--- Start of ARTICLE ---

Our founders would have had none of that. George Washington even penned his own famous heavy-on-the-alcohol eggnog recipe. Only one problem: he forgot to record the exact number of eggs. Cooks in his era estimated a dozen would do:

One quart cream, one quart milk, one dozen tablespoons sugar, one pint brandy, 1/2 pint rye whiskey, 1/2 pint Jamaica rum, 1/4 pint sherry—mix liquor first, then separate yolks and whites of eggs, add sugar to beaten yolks, mix well. Add milk and cream, slowly beating. Beat whites of eggs until stiff and fold slowly into mixture. Let set in cool place for several days. Taste frequently.

Here’s another recipe:

Ingredients:

  • 12 eggs
  • 1 1/2 cups sugar
  • 1/4 tsp salt
  • 1 qt heavy cream
  • 1 qt milk
  • 1 qt bourbon whiskey
  • 1 cup rum
  • nutmeg

Separate the eggs. Beat the egg whites together until stiff, then beat in a 1/2 cup of sugar. Beat the egg yolks until pale and light. Add the remaining cup of sugar and a 1/4 tsp of salt.

Combine the egg mixture with the milk and the bourbon. Beat well, then add the cup of rum. Pour into a jug and store in a cool place. Shake or stir thoroughly before serving. Ladle into small cups and sprinkle with nutmeg. Serves 30.

Note:

Make this about a week before serving to allow it to mellow. Scotch whiskey or rum may be substituted for the bourbon.

Death By Eggnog

And as you enjoy your holiday cheer, please drink responsibly. As you can see in the following report about Death By Eggnog, too much of a good thing can be … well… deadly!

The testimony and investigation into the death of Addison Williams, dated 18 January 1873, can be found in the Bedford County Coroners’ Inquisitions, 1813-1899. The collection is open for research and available at the Library of Virginia.

--- End of ARTICLE ---
--- Start of DATASET ---

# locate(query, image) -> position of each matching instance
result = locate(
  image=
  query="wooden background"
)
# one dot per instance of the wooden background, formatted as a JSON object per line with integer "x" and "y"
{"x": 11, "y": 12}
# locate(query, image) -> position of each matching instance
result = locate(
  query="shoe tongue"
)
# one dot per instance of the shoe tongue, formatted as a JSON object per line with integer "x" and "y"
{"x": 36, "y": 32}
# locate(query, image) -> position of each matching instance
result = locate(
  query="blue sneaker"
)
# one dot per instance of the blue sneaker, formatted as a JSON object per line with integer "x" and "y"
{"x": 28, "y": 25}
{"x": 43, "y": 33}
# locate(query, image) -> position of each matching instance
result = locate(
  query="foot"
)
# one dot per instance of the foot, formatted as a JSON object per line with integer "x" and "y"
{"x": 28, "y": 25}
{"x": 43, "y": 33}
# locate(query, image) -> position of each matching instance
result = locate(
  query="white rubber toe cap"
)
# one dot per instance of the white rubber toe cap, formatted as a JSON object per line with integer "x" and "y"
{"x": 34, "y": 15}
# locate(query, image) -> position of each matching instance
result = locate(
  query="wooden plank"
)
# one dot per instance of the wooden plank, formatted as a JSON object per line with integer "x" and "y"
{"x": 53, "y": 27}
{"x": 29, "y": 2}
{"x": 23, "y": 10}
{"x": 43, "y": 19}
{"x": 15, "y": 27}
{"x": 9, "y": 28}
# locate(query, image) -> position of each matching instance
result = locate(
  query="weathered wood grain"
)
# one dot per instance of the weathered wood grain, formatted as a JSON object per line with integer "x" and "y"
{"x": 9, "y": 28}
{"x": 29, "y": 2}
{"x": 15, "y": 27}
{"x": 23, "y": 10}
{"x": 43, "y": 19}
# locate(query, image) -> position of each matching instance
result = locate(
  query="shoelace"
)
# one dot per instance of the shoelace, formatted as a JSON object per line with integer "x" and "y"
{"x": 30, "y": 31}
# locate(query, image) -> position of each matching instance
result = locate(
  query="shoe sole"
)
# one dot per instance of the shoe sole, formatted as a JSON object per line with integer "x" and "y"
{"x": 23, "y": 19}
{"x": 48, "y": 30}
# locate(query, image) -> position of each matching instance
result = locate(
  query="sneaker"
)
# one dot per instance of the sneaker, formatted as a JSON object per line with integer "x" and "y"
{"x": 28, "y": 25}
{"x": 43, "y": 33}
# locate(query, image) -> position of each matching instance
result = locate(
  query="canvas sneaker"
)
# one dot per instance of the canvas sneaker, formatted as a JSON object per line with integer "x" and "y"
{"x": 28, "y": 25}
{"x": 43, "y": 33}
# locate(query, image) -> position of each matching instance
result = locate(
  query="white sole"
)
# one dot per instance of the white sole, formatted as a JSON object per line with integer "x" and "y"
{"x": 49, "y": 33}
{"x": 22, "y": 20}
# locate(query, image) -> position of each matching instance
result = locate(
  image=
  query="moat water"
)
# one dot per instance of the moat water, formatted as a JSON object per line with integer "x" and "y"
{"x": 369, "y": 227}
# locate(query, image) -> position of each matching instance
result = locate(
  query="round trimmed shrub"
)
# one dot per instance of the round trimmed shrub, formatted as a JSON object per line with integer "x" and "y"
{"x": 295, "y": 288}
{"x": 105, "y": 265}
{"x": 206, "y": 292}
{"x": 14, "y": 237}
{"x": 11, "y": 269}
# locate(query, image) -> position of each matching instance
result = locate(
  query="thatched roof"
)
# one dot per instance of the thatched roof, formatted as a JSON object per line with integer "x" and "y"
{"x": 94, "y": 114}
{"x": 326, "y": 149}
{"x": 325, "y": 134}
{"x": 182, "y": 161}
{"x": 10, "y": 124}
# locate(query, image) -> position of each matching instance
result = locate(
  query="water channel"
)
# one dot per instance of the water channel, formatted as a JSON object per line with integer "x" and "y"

--- End of DATASET ---

**STATED TASK**
In the eggnog article, how would this sentence read in Spanish: "Make this about a week before serving to allow it to mellow."? Rely only on the eggnog article and ignore the data.

**SOLUTION TO THE EXERCISE**
Prepárelo aproximadamente una semana antes de servirlo para que se suavice.